**Problem to work on:**
From the line with "Target: pat of butter" to the final line of the records, reproduce every line exactly and only those lines.
=-=-=-=-=
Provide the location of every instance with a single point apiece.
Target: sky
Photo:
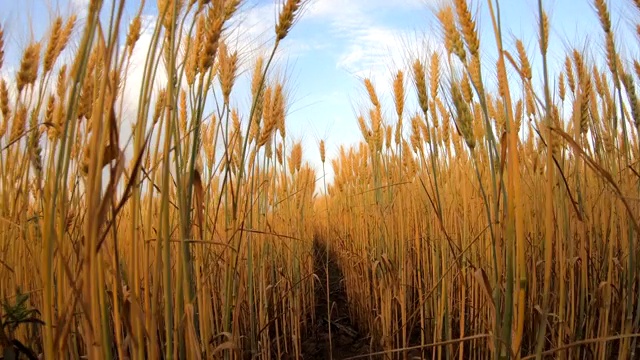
(335, 44)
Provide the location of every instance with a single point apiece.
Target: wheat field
(472, 221)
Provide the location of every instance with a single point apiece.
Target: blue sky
(336, 43)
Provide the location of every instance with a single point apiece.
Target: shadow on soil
(346, 340)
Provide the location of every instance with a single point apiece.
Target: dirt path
(346, 340)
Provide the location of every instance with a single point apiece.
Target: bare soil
(346, 339)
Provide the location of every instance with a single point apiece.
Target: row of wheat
(189, 239)
(505, 223)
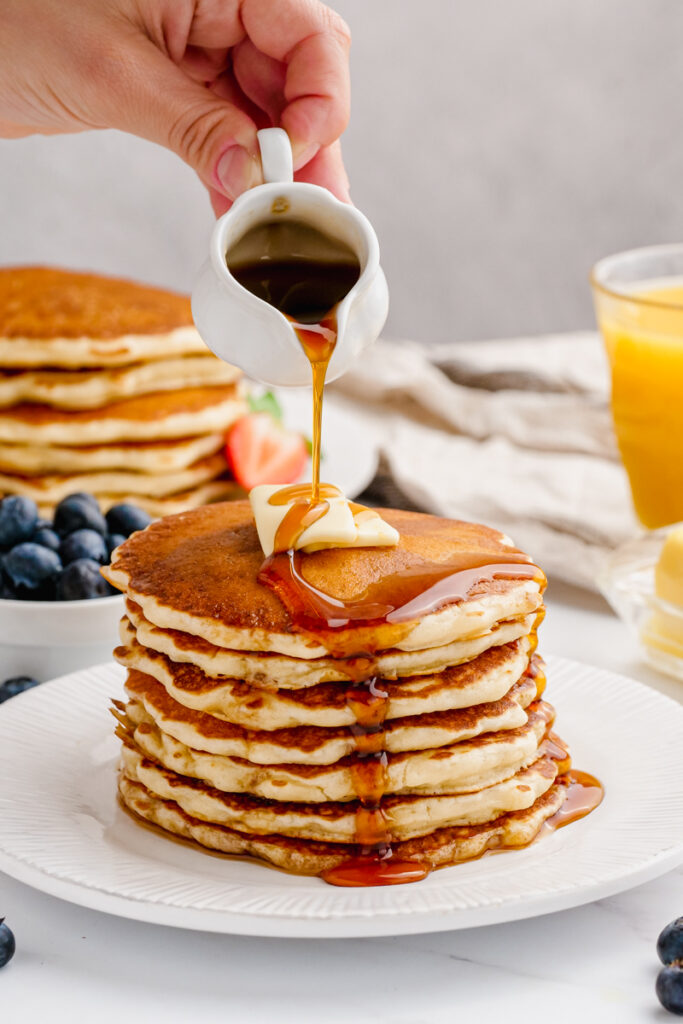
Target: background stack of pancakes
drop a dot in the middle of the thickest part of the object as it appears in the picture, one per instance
(105, 386)
(241, 732)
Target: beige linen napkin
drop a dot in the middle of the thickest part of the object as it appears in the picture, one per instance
(513, 433)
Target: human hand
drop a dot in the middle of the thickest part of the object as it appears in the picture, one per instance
(199, 77)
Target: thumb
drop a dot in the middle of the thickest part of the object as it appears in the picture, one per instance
(160, 102)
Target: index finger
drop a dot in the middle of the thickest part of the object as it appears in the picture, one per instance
(313, 42)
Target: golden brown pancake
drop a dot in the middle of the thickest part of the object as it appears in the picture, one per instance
(485, 678)
(442, 847)
(94, 388)
(314, 744)
(200, 572)
(46, 302)
(50, 489)
(410, 816)
(283, 672)
(142, 457)
(152, 417)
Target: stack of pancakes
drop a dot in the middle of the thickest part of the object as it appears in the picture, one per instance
(105, 386)
(241, 730)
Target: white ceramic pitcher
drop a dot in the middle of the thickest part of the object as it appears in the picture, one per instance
(248, 332)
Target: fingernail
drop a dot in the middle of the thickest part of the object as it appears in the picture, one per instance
(238, 170)
(303, 154)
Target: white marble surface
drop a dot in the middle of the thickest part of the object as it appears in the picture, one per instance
(593, 964)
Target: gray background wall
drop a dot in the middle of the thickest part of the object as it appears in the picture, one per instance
(500, 147)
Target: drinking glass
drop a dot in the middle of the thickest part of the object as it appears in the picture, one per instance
(639, 307)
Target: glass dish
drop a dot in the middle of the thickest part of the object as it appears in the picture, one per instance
(628, 583)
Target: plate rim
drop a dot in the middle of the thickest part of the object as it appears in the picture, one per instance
(360, 922)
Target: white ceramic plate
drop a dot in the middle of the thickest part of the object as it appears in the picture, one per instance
(62, 832)
(349, 454)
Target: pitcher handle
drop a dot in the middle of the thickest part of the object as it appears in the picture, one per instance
(275, 155)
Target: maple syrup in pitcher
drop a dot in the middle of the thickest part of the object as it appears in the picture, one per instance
(304, 273)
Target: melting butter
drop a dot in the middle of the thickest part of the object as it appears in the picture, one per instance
(340, 524)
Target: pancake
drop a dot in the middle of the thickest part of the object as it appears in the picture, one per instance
(444, 846)
(482, 680)
(51, 489)
(311, 744)
(159, 569)
(53, 317)
(91, 389)
(154, 457)
(281, 672)
(464, 767)
(372, 704)
(409, 816)
(152, 417)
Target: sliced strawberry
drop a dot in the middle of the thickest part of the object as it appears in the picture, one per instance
(260, 451)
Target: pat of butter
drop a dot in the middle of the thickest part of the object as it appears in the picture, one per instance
(665, 630)
(342, 525)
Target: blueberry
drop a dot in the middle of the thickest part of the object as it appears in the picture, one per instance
(113, 541)
(7, 944)
(670, 988)
(670, 943)
(83, 544)
(17, 519)
(82, 580)
(78, 512)
(126, 519)
(17, 684)
(31, 565)
(46, 538)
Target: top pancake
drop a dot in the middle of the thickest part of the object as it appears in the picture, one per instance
(58, 317)
(198, 571)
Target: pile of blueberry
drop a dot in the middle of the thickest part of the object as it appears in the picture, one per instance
(670, 979)
(60, 560)
(7, 944)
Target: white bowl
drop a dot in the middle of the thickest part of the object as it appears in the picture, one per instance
(45, 639)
=-=-=-=-=
**Finished task:**
Target: pat of butter
drop a dot in the middle of the thickest part of the object as it appears in the picture, one per instance
(665, 630)
(342, 525)
Target: blueberry
drop a dot in the middle of the thickest part of the object as it appears in the picture, one per instance
(113, 541)
(7, 944)
(670, 988)
(670, 943)
(83, 544)
(17, 519)
(82, 580)
(78, 512)
(126, 519)
(17, 684)
(31, 565)
(46, 538)
Target: top pancake
drop a dot in the middle of the thickest part of the object as it appears in the picture, one per instance
(58, 317)
(198, 571)
Target: pile of blueberry
drop a dot in the middle of the thickest part of the object as it appears in the picture, one per instance
(670, 979)
(60, 560)
(7, 944)
Target: white bowl
drop a dot in the middle of the thickest part of the object as it appears in the picture, one per instance
(45, 639)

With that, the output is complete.